# Exercise objective
Take the line that contains "the balloon in" as the first and the last line of the material as the final one; set down exactly the lines in that span.

━━━━━ Data entries

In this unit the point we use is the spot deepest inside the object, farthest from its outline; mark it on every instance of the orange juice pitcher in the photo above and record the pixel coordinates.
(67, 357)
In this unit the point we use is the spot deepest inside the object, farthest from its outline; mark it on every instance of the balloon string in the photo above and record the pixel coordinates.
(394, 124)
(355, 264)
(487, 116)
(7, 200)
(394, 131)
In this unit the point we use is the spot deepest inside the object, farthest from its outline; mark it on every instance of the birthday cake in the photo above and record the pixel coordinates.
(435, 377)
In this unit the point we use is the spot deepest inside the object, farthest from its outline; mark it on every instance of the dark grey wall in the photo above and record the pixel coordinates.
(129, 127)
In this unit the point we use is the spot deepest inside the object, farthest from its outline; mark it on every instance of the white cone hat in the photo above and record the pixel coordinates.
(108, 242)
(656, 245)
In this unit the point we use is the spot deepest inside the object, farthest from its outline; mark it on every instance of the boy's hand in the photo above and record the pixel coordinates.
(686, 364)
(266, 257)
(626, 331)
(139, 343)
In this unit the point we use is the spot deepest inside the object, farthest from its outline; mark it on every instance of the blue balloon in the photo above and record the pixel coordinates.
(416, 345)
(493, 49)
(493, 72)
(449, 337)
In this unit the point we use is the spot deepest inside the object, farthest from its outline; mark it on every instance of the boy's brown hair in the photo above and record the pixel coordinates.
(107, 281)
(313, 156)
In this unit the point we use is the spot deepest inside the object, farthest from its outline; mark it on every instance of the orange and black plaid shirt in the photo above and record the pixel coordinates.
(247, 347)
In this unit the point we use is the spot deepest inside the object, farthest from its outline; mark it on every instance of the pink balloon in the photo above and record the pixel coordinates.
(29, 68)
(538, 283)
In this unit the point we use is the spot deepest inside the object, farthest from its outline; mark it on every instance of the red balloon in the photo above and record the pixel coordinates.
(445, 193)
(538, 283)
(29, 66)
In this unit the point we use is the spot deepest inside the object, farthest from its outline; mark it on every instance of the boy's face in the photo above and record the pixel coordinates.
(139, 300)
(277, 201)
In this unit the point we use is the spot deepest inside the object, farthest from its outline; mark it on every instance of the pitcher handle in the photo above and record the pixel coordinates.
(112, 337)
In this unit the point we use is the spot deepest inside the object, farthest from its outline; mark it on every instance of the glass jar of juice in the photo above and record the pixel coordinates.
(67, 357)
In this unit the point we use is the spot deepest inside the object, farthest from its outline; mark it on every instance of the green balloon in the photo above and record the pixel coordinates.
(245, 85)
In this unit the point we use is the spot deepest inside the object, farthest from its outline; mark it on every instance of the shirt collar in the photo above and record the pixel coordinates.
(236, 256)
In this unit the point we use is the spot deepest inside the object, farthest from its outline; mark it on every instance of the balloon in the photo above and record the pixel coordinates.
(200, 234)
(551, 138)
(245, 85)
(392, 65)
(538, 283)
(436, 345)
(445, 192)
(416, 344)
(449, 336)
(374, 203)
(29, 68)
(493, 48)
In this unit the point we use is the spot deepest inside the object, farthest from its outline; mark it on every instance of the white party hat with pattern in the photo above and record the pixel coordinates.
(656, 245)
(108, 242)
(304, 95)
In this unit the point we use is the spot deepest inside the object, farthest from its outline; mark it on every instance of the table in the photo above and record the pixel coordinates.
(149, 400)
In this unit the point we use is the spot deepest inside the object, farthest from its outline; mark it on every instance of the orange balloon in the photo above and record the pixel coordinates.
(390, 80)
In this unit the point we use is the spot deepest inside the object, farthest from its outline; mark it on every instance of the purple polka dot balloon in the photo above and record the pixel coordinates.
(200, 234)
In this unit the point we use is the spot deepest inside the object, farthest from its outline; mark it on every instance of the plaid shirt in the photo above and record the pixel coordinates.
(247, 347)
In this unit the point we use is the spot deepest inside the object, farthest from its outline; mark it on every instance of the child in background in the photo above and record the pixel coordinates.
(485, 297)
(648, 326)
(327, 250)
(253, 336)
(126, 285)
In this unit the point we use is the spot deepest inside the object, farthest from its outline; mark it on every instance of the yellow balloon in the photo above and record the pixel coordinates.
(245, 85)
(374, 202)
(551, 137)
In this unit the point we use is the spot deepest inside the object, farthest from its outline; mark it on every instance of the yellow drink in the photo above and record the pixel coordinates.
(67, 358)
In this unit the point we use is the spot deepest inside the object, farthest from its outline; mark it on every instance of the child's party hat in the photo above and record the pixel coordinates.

━━━━━━━━━━

# Output of the exercise
In this unit the point we use is the spot deepest inside the object, farthest from its outline; mark it on every instance of the balloon in the photo above and record the pixel coordinates.
(200, 234)
(551, 138)
(245, 85)
(392, 65)
(538, 283)
(436, 345)
(445, 192)
(416, 344)
(449, 336)
(374, 203)
(29, 68)
(493, 48)
In this unit the point we use is the spot deepest inside the object, farthest from its outline; mark it on every instance of the white party hat with pattern in the photo above and record the pixel coordinates.
(656, 245)
(108, 242)
(304, 95)
In this unit the point we use is the spot deepest inside the object, farthest from its outline; mark it on every instance of the table in the photo above and record the pixel coordinates.
(149, 400)
In this unit the point we use is the spot deepest inside the object, farthest from its outline; mark it on every instance of the orange balloon in the photo above and record the pixel coordinates.
(390, 80)
In this unit the point we use is the spot deepest inside the object, farthest from its outline; mark it on every instance of the purple polka dot balloon in the photo above and record the pixel coordinates.
(200, 234)
In this unit the point we use is the spot deepest inside the object, farthest from its outline; mark it on every instance of the plaid shirt in the photo above and record the pixel coordinates.
(247, 347)
In this unit the point we use is the spot deepest inside the object, farthest from its outline; mark it on every instance of the child in background in the photo above and record the pixel coordinates.
(485, 297)
(648, 326)
(327, 250)
(253, 336)
(126, 285)
In this unit the point we use is the spot deepest inside the object, farthest from its outline; mark it on every instance of the yellow balloon in the photo above and record the pixel coordinates.
(245, 85)
(374, 202)
(551, 137)
In this unit the point we use is the spot deepest inside the object, farthest from its outline; mark it on every instance of the yellow drink in the photo above and record the pixel coordinates.
(67, 358)
In this unit the point we use is the spot deepest inside the object, farthest from its outline; mark it on every instance of the child's party hat in the photo above and record the pixel coordinates.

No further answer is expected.